Point localization data:
_ _ _ _

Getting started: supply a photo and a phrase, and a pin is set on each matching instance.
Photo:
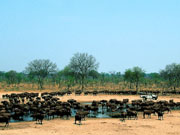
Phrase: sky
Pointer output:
(120, 34)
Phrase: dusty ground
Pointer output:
(168, 126)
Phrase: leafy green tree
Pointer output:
(128, 76)
(138, 74)
(81, 64)
(41, 69)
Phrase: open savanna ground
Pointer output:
(98, 126)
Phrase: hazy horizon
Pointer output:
(119, 34)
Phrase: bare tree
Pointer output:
(81, 64)
(41, 69)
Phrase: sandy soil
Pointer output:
(168, 126)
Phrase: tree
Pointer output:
(81, 64)
(128, 76)
(134, 75)
(138, 74)
(41, 69)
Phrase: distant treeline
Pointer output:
(82, 73)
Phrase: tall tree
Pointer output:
(138, 74)
(41, 69)
(128, 76)
(81, 64)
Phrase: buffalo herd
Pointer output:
(48, 106)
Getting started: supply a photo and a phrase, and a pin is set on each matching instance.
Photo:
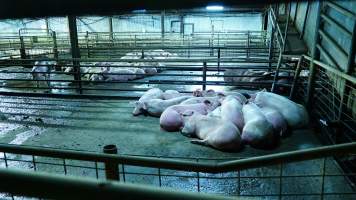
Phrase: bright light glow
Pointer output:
(215, 8)
(139, 11)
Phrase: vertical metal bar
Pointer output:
(219, 56)
(64, 167)
(123, 172)
(198, 179)
(314, 55)
(34, 163)
(55, 48)
(248, 45)
(305, 20)
(162, 24)
(271, 50)
(280, 180)
(142, 54)
(47, 25)
(279, 64)
(22, 48)
(96, 170)
(323, 180)
(111, 38)
(204, 75)
(295, 13)
(239, 182)
(111, 168)
(350, 62)
(296, 76)
(87, 41)
(286, 29)
(159, 177)
(72, 25)
(5, 160)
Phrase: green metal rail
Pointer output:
(226, 166)
(51, 186)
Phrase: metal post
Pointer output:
(265, 20)
(295, 79)
(110, 30)
(248, 45)
(55, 50)
(204, 76)
(162, 24)
(111, 168)
(271, 49)
(22, 48)
(350, 62)
(87, 41)
(181, 24)
(219, 59)
(304, 22)
(72, 25)
(314, 55)
(47, 25)
(286, 28)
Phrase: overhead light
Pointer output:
(139, 11)
(215, 8)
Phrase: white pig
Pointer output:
(211, 131)
(231, 110)
(154, 93)
(295, 114)
(278, 122)
(257, 132)
(155, 107)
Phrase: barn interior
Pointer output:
(70, 131)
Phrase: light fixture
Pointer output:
(139, 11)
(215, 8)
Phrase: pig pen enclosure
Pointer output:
(61, 118)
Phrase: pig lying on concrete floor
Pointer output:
(171, 119)
(217, 133)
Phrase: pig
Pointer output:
(257, 132)
(278, 122)
(231, 110)
(171, 119)
(295, 114)
(211, 131)
(42, 69)
(154, 93)
(214, 100)
(215, 113)
(169, 94)
(155, 107)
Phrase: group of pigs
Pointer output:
(224, 120)
(108, 71)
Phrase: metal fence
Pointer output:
(296, 174)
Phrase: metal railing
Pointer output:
(195, 173)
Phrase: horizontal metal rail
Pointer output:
(332, 69)
(225, 166)
(42, 185)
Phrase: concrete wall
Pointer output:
(309, 34)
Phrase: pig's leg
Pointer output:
(200, 142)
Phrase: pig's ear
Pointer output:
(188, 113)
(207, 102)
(144, 105)
(135, 103)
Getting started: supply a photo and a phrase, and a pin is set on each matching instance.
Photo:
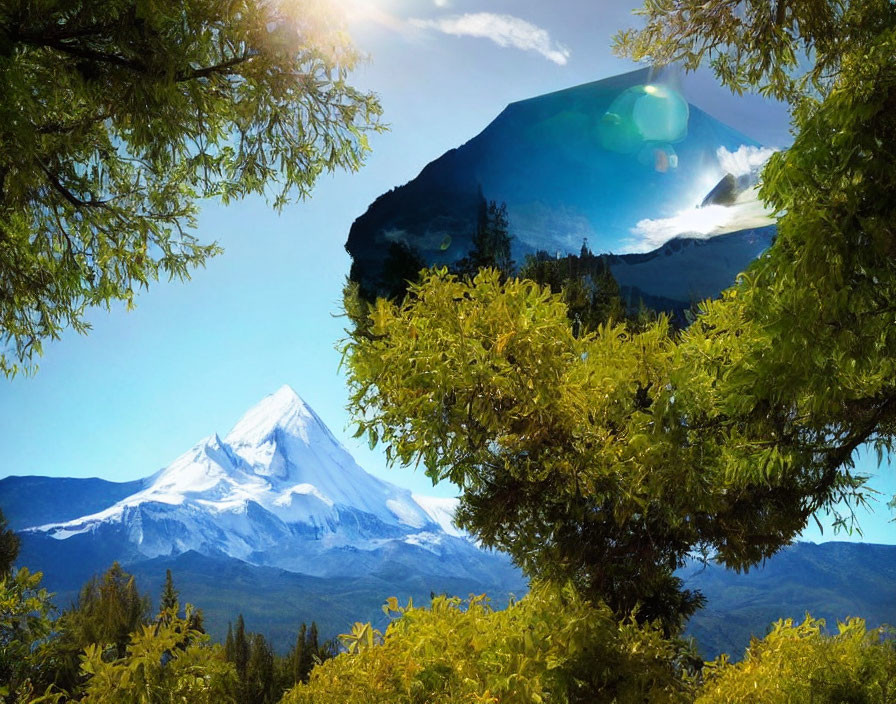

_ _ _ _

PROMPT: For this exercise, reproduce exactly the lines of the records above from the one with "Phrase: hazy horizon" up to and including the one with "Phrase: vertical metal bar", without pictures.

REPLY TO THE TASK:
Phrase: hazy horizon
Pointer output:
(119, 34)
Phrase: bare tree
Pointer output:
(81, 64)
(41, 69)
Phrase: sandy soil
Pointer output:
(168, 126)
Phrase: tree
Pointer output:
(81, 64)
(128, 76)
(134, 75)
(138, 74)
(41, 69)
Phrase: distant treeline
Pointer output:
(82, 73)
Phrase: tall tree
Pointer output:
(138, 74)
(41, 69)
(128, 76)
(81, 64)
Phrase: buffalo herd
Pointer output:
(48, 106)
Getting started: supply a photo and a phrase, and a pin is set on each matching instance.
Photo:
Phrase: bright light glow
Pointer output:
(215, 8)
(139, 11)
Phrase: vertical metal bar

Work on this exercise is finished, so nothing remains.